What to produce:
Put each line of the material below into a JSON list of strings, one string per line, and leave out any blank lines.

== Segment start ==

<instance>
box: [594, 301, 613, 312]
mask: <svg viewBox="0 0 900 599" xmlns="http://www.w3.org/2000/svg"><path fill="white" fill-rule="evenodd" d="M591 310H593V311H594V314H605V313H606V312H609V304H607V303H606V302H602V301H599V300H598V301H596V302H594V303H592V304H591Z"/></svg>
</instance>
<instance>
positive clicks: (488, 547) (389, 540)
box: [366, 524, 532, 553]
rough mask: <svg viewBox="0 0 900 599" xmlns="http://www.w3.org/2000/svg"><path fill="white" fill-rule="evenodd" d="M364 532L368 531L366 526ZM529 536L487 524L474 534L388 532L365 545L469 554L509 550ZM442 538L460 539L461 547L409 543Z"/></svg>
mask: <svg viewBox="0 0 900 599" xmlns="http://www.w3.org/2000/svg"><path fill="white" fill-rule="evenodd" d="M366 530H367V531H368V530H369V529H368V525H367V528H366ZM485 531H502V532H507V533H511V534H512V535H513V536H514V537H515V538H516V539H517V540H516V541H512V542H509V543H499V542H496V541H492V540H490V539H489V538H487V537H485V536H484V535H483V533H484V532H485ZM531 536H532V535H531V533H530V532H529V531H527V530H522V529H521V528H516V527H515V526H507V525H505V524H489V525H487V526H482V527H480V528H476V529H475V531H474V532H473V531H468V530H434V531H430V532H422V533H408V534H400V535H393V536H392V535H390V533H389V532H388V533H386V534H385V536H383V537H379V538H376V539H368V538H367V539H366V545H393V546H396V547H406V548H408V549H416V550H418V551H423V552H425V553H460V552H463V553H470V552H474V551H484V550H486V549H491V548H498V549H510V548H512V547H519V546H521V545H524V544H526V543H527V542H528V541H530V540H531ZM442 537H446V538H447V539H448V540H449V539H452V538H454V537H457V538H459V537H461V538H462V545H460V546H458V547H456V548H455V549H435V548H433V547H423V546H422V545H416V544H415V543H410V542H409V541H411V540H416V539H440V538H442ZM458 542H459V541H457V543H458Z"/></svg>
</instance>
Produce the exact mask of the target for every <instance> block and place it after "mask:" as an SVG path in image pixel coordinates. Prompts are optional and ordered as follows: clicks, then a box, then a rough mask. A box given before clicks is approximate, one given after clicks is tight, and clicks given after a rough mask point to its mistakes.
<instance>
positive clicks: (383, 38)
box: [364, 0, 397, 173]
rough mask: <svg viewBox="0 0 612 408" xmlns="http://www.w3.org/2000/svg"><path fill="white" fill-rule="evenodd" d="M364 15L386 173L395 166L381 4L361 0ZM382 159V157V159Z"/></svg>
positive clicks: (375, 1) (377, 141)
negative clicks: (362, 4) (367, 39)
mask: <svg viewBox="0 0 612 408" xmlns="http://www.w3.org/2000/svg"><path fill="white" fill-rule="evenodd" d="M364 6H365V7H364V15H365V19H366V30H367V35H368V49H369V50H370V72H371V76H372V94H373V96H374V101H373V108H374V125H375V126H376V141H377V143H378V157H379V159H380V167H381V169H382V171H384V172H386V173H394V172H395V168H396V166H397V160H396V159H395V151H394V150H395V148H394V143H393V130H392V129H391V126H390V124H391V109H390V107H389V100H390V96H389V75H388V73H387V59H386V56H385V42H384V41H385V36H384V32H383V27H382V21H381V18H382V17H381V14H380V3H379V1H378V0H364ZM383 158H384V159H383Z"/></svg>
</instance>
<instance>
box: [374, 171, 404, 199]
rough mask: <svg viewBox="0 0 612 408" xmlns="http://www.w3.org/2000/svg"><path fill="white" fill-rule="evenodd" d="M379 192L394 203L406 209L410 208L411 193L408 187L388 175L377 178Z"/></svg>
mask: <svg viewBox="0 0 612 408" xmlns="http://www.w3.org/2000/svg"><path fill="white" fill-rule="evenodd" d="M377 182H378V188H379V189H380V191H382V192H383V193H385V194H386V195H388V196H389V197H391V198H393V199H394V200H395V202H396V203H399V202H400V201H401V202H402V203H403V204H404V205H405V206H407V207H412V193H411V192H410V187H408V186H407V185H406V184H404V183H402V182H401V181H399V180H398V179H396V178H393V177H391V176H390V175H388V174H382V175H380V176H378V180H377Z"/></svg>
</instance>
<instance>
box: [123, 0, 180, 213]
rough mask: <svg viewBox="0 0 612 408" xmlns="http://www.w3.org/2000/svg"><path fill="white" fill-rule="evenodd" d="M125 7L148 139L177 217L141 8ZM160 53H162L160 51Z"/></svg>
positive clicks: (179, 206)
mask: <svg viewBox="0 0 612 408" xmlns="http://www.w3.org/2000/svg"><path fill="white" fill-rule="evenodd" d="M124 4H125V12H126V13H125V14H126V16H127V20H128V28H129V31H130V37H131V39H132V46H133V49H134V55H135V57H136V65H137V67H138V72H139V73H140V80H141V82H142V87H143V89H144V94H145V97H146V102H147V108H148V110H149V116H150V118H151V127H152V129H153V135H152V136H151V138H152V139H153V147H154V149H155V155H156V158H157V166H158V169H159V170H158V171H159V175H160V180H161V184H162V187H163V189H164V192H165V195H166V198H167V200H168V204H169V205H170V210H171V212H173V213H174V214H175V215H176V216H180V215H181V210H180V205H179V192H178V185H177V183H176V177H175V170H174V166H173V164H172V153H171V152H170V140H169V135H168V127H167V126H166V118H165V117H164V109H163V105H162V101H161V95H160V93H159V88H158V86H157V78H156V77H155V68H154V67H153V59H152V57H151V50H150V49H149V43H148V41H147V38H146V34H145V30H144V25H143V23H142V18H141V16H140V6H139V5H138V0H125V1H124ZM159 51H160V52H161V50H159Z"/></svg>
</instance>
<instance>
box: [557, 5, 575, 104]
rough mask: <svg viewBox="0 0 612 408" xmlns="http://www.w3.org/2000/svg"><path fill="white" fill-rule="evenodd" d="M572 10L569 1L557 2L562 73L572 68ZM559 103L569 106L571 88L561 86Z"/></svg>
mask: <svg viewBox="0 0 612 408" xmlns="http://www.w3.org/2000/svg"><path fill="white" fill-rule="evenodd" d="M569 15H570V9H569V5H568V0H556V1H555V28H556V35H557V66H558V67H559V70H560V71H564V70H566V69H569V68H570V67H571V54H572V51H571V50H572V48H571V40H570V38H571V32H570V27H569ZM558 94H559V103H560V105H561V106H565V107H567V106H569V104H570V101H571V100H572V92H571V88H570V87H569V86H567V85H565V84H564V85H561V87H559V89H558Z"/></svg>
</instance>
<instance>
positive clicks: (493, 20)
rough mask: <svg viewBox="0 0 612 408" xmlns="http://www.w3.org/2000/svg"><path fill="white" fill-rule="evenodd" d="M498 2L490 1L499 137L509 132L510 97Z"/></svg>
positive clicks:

== Segment end ==

Solution:
[
  "<instance>",
  "box: [594, 301, 613, 312]",
  "mask: <svg viewBox=\"0 0 900 599\" xmlns=\"http://www.w3.org/2000/svg\"><path fill=\"white\" fill-rule=\"evenodd\" d=\"M591 310H593V311H594V314H605V313H606V312H609V304H607V303H606V302H602V301H599V300H598V301H596V302H594V303H592V304H591Z\"/></svg>",
  "</instance>",
  "<instance>",
  "positive clicks: (488, 547) (389, 540)",
  "box: [366, 524, 532, 553]",
  "rough mask: <svg viewBox=\"0 0 900 599\" xmlns=\"http://www.w3.org/2000/svg\"><path fill=\"white\" fill-rule=\"evenodd\" d=\"M364 532L368 531L366 526ZM529 536L487 524L474 534L388 532L365 545L469 554L509 550ZM442 538L460 539L461 547L409 543Z\"/></svg>",
  "mask: <svg viewBox=\"0 0 900 599\" xmlns=\"http://www.w3.org/2000/svg\"><path fill=\"white\" fill-rule=\"evenodd\" d=\"M366 530H367V531H368V530H369V529H368V525H367V528H366ZM485 531H502V532H507V533H511V534H512V535H513V536H514V537H515V538H516V539H517V540H516V541H512V542H509V543H499V542H496V541H492V540H490V539H489V538H487V537H485V536H484V535H483V533H484V532H485ZM531 536H532V535H531V533H530V532H529V531H527V530H522V529H521V528H516V527H515V526H507V525H505V524H489V525H487V526H482V527H480V528H476V529H475V531H474V532H473V531H468V530H434V531H430V532H422V533H408V534H400V535H393V536H392V535H390V533H389V532H388V533H386V534H385V536H383V537H379V538H376V539H368V538H367V539H366V545H393V546H396V547H406V548H408V549H416V550H418V551H423V552H425V553H460V552H463V553H470V552H474V551H484V550H486V549H491V548H498V549H510V548H512V547H519V546H521V545H524V544H526V543H527V542H528V541H530V540H531ZM442 537H446V538H447V539H448V540H449V539H452V538H454V537H457V538H459V537H461V538H462V545H460V546H458V547H456V548H455V549H435V548H433V547H423V546H422V545H416V544H415V543H410V542H409V541H411V540H416V539H440V538H442ZM458 542H459V541H457V543H458Z\"/></svg>",
  "</instance>",
  "Produce the exact mask of the target for every <instance> block and place it after \"mask:\" as an SVG path in image pixel coordinates. Prompts are optional and ordered as follows: clicks, then a box, then a rough mask. A box given before clicks is approximate, one given after clicks is tight, and clicks given after a rough mask point to its mistakes.",
  "<instance>",
  "positive clicks: (383, 38)",
  "box: [364, 0, 397, 173]",
  "rough mask: <svg viewBox=\"0 0 612 408\" xmlns=\"http://www.w3.org/2000/svg\"><path fill=\"white\" fill-rule=\"evenodd\" d=\"M364 15L386 173L395 166L381 4L361 0ZM382 159V157V159Z\"/></svg>",
  "positive clicks: (375, 1) (377, 141)",
  "negative clicks: (362, 4) (367, 39)",
  "mask: <svg viewBox=\"0 0 612 408\" xmlns=\"http://www.w3.org/2000/svg\"><path fill=\"white\" fill-rule=\"evenodd\" d=\"M364 6H365V7H364V15H365V19H366V30H367V35H368V49H369V50H370V72H371V76H372V94H373V96H374V101H373V108H374V125H375V126H376V141H377V143H378V157H379V159H380V167H381V169H382V171H384V172H386V173H394V172H395V168H396V166H397V160H396V159H395V151H394V150H395V148H394V143H393V130H392V129H391V126H390V124H391V109H390V107H389V100H390V96H389V75H388V73H387V59H386V56H385V42H384V41H385V36H384V32H383V27H382V21H381V18H382V17H381V14H380V3H379V1H378V0H364ZM383 158H384V159H383Z\"/></svg>",
  "</instance>",
  "<instance>",
  "box: [374, 171, 404, 199]",
  "rough mask: <svg viewBox=\"0 0 612 408\" xmlns=\"http://www.w3.org/2000/svg\"><path fill=\"white\" fill-rule=\"evenodd\" d=\"M379 192L394 203L406 209L410 208L411 193L408 187L388 175L377 178Z\"/></svg>",
  "mask: <svg viewBox=\"0 0 612 408\" xmlns=\"http://www.w3.org/2000/svg\"><path fill=\"white\" fill-rule=\"evenodd\" d=\"M377 182H378V188H379V189H380V191H382V192H383V193H385V194H386V195H388V196H389V197H391V198H393V199H394V200H395V202H396V203H399V202H400V201H401V202H402V203H403V204H404V205H405V206H407V207H412V193H411V192H410V187H408V186H407V185H406V184H404V183H402V182H401V181H399V180H398V179H396V178H393V177H391V176H390V175H388V174H382V175H380V176H378V180H377Z\"/></svg>",
  "</instance>",
  "<instance>",
  "box: [123, 0, 180, 213]",
  "rough mask: <svg viewBox=\"0 0 612 408\" xmlns=\"http://www.w3.org/2000/svg\"><path fill=\"white\" fill-rule=\"evenodd\" d=\"M125 7L148 139L177 217L141 8ZM160 53H162L160 51Z\"/></svg>",
  "positive clicks: (179, 206)",
  "mask: <svg viewBox=\"0 0 612 408\" xmlns=\"http://www.w3.org/2000/svg\"><path fill=\"white\" fill-rule=\"evenodd\" d=\"M124 4H125V12H126V13H125V14H126V16H127V20H128V28H129V31H130V37H131V39H132V46H133V49H134V55H135V57H136V65H137V67H138V72H139V73H140V80H141V82H142V87H143V89H144V94H145V97H146V102H147V108H148V110H149V116H150V118H151V127H152V129H153V135H152V136H151V138H152V139H153V147H154V149H155V155H156V158H157V166H158V169H159V170H158V171H159V175H160V180H161V184H162V187H163V189H164V192H165V195H166V198H167V200H168V204H169V205H170V210H171V212H173V213H174V214H175V215H176V216H180V215H181V210H180V205H179V192H178V185H177V183H176V177H175V170H174V166H173V164H172V153H171V152H170V140H169V135H168V127H167V126H166V118H165V117H164V109H163V105H162V101H161V95H160V93H159V88H158V86H157V78H156V77H155V68H154V67H153V59H152V57H151V50H150V49H149V43H148V41H147V38H146V34H145V30H144V25H143V23H142V18H141V16H140V6H139V5H138V0H125V1H124ZM159 51H160V52H161V50H159Z\"/></svg>",
  "</instance>",
  "<instance>",
  "box: [557, 5, 575, 104]",
  "rough mask: <svg viewBox=\"0 0 612 408\" xmlns=\"http://www.w3.org/2000/svg\"><path fill=\"white\" fill-rule=\"evenodd\" d=\"M572 10L569 1L557 2L562 73L572 68ZM559 103L569 106L571 88L561 86Z\"/></svg>",
  "mask: <svg viewBox=\"0 0 612 408\" xmlns=\"http://www.w3.org/2000/svg\"><path fill=\"white\" fill-rule=\"evenodd\" d=\"M569 15H570V9H569V5H568V0H556V1H555V28H556V35H557V66H558V67H559V70H560V71H564V70H566V69H569V68H570V67H571V54H572V51H571V50H572V48H571V40H570V38H571V32H570V27H569ZM558 94H559V103H560V105H561V106H565V107H567V106H569V104H570V101H571V100H572V92H571V88H570V87H569V86H567V85H565V84H564V85H561V87H559V89H558Z\"/></svg>",
  "</instance>",
  "<instance>",
  "positive clicks: (493, 20)",
  "rough mask: <svg viewBox=\"0 0 612 408\" xmlns=\"http://www.w3.org/2000/svg\"><path fill=\"white\" fill-rule=\"evenodd\" d=\"M498 2L490 1L499 137L509 132L510 97Z\"/></svg>",
  "positive clicks:"
]